#### Task directions
How many lines in the material below contain the string "green"? Reply with the number alone.

#### Records for the exercise
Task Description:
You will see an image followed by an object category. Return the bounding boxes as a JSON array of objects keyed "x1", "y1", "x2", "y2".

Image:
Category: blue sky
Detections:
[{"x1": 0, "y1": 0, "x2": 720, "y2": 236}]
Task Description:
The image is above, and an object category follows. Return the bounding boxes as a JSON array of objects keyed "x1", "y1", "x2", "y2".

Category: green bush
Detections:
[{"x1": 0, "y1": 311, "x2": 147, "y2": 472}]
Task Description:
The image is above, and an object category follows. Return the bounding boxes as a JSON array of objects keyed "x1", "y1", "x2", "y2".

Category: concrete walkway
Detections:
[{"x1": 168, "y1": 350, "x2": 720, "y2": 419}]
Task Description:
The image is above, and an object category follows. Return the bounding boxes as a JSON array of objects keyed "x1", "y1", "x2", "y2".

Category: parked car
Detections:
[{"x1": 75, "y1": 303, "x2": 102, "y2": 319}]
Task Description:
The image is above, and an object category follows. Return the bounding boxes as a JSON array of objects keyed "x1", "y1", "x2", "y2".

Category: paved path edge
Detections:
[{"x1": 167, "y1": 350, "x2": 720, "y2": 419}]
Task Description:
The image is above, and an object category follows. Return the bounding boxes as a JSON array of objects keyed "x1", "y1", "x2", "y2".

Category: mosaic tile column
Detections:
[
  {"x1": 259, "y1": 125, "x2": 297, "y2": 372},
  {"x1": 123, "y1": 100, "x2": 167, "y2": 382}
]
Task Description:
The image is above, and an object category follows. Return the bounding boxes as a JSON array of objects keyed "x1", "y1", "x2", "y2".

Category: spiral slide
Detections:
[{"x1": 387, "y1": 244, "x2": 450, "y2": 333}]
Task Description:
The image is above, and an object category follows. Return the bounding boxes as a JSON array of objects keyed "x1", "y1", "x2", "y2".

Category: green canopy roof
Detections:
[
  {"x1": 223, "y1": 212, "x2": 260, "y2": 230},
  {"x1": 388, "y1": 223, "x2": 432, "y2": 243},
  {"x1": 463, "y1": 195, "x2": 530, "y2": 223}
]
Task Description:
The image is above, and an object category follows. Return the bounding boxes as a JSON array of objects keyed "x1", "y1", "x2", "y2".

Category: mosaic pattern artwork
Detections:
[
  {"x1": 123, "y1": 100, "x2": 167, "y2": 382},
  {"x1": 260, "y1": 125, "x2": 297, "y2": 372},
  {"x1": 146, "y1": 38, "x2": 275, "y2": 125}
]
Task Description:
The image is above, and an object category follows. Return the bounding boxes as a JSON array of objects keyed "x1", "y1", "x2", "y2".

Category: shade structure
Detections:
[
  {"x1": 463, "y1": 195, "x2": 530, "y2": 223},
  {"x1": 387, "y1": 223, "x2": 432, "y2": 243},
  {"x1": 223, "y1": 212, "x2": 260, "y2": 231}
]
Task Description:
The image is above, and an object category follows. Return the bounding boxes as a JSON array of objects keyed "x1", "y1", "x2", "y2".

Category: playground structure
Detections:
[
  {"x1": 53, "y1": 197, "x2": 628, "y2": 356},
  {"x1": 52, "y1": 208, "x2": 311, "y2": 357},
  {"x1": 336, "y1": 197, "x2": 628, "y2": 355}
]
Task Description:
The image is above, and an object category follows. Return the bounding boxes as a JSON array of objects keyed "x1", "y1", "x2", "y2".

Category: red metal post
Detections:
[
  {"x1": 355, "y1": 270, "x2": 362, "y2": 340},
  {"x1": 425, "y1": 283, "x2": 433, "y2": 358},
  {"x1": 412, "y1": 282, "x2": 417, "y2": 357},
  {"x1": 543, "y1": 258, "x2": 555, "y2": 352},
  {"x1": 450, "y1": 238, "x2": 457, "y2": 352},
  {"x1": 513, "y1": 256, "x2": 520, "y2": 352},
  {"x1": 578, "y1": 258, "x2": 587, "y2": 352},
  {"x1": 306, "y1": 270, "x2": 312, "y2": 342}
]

#### Output for this exercise
2